## [KORTE OPGAVE 1]
Klopt elk van de volgende beweringen volgens de tekst over de Brexit? Antwoord per bewering met ja of nee en citeer de woorden uit de tekst die de doorslag geven. (a) David Cameron kondigde het referendum begin 2016 aan. (b) UKIP had twee zetels in het Lagerhuis. (c) David Cameron was zelf voorstander van vertrek uit de EU.

In de ban van het referendum

Brexit. Wie is dat onderwerp niet helemaal zat? Vijf lange jaren, waarin twee kampen, die voordat David Cameron begin 2016 het referendum aankondigde zelf niet eens wisten dat ze bestonden, zich volledig hebben ingegraven in loopgraven gestut met ideologische grootspraak. Het treurige gevolg: toen het erop aankwam kon het eigenlijk niemand nog iets schelen of er een deal of no deal kwam, zolang het maar voorbij was en we weer verder konden. 

27 dec. 2020

De deal, en daarmee de tamelijk harde Brexit, is inmiddels een feit en alles wat over Brexit gezegd kan worden is eigenlijk al een keer gezegd. Echter, het hele Brexit debacle heeft wat mij betreft een aantal zwakke plekken van het huidige democratische stelsel blootgelegd waar het daarentegen bijna nooit over is gegaan. Allereerst kun je je namelijk terecht afvragen hoeveel macht er überhaupt bij één individu of partij moet kunnen komen te liggen. In dit geval een David Cameron, zelf remainer, die dacht slim te zijn door een referendum te beloven als hij de verkiezingen zou winnen. Politieke spelletjes, om zo zowel de groeiende groep anti-EU Tories als UKIP de loef af te steken. Dat referendum kon vervolgens gemakkelijk georganiseerd worden omdat de Conservative Party een absolute meerderheid in het Britse Lagerhuis had.

Een absolute meerderheid met slechts 37% van de stemmen behorend tot minder dan een kwart van het electoraat [1]. Mogelijk gemaakt door het first-past-the-post-systeem: een meerderheidsstelsel waarbij iemand het hele district vertegenwoordigt na het krijgen van de meeste stemmen. Tegelijkertijd had een partij die 13% van de stemmen kreeg – UKIP – slechts één van de 650 zetels in het Lagerhuis. Hier mag je je – weer terecht – afvragen hoever het de facto mandaat van parlementsverkiezingen werkelijk reikt als de vertegenwoordiging vervolgens zo scheef is.

Bronvermeldingen

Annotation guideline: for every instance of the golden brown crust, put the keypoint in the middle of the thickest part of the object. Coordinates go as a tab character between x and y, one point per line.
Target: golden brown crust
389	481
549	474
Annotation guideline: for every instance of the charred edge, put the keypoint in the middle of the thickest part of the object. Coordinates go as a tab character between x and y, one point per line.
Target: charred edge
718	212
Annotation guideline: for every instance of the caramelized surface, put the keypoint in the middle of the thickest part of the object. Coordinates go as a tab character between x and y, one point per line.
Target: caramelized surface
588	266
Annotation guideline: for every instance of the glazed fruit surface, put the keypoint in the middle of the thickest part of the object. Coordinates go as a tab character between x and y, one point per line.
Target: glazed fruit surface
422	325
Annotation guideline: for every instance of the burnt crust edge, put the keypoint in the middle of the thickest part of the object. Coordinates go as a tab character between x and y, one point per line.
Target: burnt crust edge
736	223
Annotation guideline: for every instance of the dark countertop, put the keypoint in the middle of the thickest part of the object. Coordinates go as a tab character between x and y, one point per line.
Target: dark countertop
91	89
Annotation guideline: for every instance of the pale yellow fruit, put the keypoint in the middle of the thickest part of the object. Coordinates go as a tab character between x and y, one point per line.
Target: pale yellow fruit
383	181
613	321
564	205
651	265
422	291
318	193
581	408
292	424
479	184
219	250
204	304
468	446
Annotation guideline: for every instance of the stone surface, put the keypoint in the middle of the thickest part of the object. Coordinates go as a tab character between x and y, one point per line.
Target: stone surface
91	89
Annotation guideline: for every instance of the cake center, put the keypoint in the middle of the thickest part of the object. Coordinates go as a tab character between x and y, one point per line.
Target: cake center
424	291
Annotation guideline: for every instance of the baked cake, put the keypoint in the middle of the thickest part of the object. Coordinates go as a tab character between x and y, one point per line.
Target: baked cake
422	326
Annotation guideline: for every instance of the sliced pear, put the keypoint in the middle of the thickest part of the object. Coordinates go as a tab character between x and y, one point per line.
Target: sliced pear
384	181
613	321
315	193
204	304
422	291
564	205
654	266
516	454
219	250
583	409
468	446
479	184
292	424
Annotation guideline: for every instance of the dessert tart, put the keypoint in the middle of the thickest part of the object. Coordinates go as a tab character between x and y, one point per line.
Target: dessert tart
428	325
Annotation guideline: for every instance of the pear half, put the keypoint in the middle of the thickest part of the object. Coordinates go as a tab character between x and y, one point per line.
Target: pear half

## [KORTE OPGAVE 2]
Haal uit de vermeldingen hierboven elke regel die het woord "yellow" bevat.

## [VERWACHT ANTWOORD 1]
(a) Ja: "voordat David Cameron begin 2016 het referendum aankondigde"
(b) Nee: "slechts één van de 650 zetels in het Lagerhuis"
(c) Nee: "een David Cameron, zelf remainer"

## [VERWACHT ANTWOORD 2]
Annotation guideline: for every instance of the pale yellow fruit, put the keypoint in the middle of the thickest part of the object. Coordinates go as a tab character between x and y, one point per line.
Target: pale yellow fruit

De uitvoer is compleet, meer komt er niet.